◆ ZU ERLEDIGENDE AUFGABEN ◆
[1] Schreiben Sie aus dem Text über Julia Schäfers Abschied von der Galerie den Abschnitt ab, der bei „Der letzte Auftritt“ beginnt und bei „macht ein Referendariat.“ endet.
[2] Wie hieß laut dem Text über Julia Schäfers Abschied von der Galerie ihre erste Ausstellung als Kuratorin?

◆ VORLIEGENDER TEXTAUSZUG ◆
_ _ _ _ _

Julia Schäfer verlässt nach 20 Jahren die Galerie für Zeitgenössische Kunst

  Der letzte Auftritt | Julia Schäfer verlässt nach 20 Jahren die Galerie für Zeitgenössische Kunst

Nach 20 Jahren verlässt Julia Schäfer die Galerie für zeitgenössische Kunst. Nach ihrem Volontariat war sie lange als Kuratorin für die Galerie tätig. Nun katapultiert sie sich selbst aus der Institution - und macht ein Referendariat.

Es war ihr letzter Auftritt als Kuratorin: Bei der Ausstellungseröffnung von »Appointment X - Verabredungen unter besonderen Bedingungen« brachte Julia Schäfer das Karaoke-Mikrofon von zu Hause mit. Die technischen Gerätschaften der Galerie für Zeitgenössische Kunst (GfZK) waren alle in den Ausstellungen verbaut. Viele Menschen standen im gebührenden Abstand zwischen der Villa und dem Neubau der Galerie und konnten so ihre Worte gut verstehen. Öffentliche Dankesworte seitens des Hauses für zwanzig Jahre Arbeit an der Kunst gab es zu dem Anlass allerdings nicht. Wenige Wochen später treffen wir Schäfer zum Gespräch.

1998 eröffnete die Galerie für zeitgenössische Kunst unter der Leitung des Leipziger Kunstwissenschaftlers Klaus Werner ihre Ausstellungsräume in der Villa. Mit der neuen Direktorin Barbara Steiner kam Julia Schäfer 2001 nach Leipzig. Zuvor hatte sie das Erste Staatsexamen Lehramt Deutsch und Kunst absolviert und im Kunstmuseum Wolfsburg in der Vermittlungsabteilung gearbeitet. In Leipzig begann sie als Volontärin. »Wenn ich zurückblicke, war das eine sehr spannende und andere Zeit«, erinnert sie sich.

»Turbo« Zwei Jahre später übernahm Schäfer als Nachfolgerin von Jan Winkelmann die Stelle der Kuratorin, ihre erste Ausstellung hieß »Trautes Heim«. Die künstlerischen Arbeiten präsentierten die Auseinandersetzungen um unterschiedliche Wohn- und Einrichtungssituationen, bezogen auf Stadt, Land und Geschlecht. Das Vermittlungsprojekt »Sitzecke« mit Ohrensesseln bot Literatur zum Thema im ehemaligen Salon der Villa.

Ganz so gemütlich verlief ihre Anfangszeit allerdings nicht. »Turbo« bezeichnet sie Schäfer im Rückblick, denn 2004 eröffnete der GfZK-Neubau. Es wurde über eine Vermittlungsabteilung nachgedacht, die seit 2005 Lena Seik und Alexandra Friedrich leiten.

_ _ _ _ _

◆ BEREITGESTELLTE ANGABEN ◆
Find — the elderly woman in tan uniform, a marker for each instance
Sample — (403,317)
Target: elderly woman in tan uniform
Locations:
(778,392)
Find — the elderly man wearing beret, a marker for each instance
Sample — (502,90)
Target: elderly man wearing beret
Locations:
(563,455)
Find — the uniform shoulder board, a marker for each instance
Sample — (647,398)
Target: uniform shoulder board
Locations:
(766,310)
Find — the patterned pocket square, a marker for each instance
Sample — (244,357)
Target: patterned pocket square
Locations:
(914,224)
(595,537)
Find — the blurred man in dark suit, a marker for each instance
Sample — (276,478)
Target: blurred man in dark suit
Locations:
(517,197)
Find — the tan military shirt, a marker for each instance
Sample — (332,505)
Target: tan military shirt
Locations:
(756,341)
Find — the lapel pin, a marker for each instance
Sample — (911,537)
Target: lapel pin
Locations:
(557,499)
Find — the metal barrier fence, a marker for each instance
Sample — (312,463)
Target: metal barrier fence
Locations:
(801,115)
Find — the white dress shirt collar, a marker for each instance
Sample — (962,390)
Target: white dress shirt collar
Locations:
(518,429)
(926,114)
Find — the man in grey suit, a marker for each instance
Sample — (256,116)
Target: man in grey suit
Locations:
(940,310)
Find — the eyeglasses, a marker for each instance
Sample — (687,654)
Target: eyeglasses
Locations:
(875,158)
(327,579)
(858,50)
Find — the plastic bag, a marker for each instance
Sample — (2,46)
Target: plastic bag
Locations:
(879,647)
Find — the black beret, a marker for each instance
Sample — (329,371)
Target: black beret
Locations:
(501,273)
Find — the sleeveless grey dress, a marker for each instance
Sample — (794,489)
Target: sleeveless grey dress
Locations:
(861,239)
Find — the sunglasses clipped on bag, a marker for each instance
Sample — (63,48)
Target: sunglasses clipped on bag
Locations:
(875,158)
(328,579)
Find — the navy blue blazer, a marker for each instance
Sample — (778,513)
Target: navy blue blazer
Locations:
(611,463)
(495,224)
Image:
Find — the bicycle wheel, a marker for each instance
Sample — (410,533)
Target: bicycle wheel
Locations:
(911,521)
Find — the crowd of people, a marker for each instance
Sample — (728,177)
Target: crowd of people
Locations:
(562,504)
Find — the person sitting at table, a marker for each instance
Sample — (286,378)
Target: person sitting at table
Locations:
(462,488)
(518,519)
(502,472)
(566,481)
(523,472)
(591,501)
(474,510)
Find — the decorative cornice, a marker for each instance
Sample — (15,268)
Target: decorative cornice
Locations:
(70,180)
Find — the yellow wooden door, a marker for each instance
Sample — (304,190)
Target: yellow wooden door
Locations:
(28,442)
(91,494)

_ _ _ _ _

◆ ERGEBNISSE JE AUFGABE ◆
[1]
Der letzte Auftritt | Julia Schäfer verlässt nach 20 Jahren die Galerie für Zeitgenössische Kunst

Nach 20 Jahren verlässt Julia Schäfer die Galerie für zeitgenössische Kunst. Nach ihrem Volontariat war sie lange als Kuratorin für die Galerie tätig. Nun katapultiert sie sich selbst aus der Institution - und macht ein Referendariat.

[2] Ihre erste Ausstellung als Kuratorin hieß »Trautes Heim«.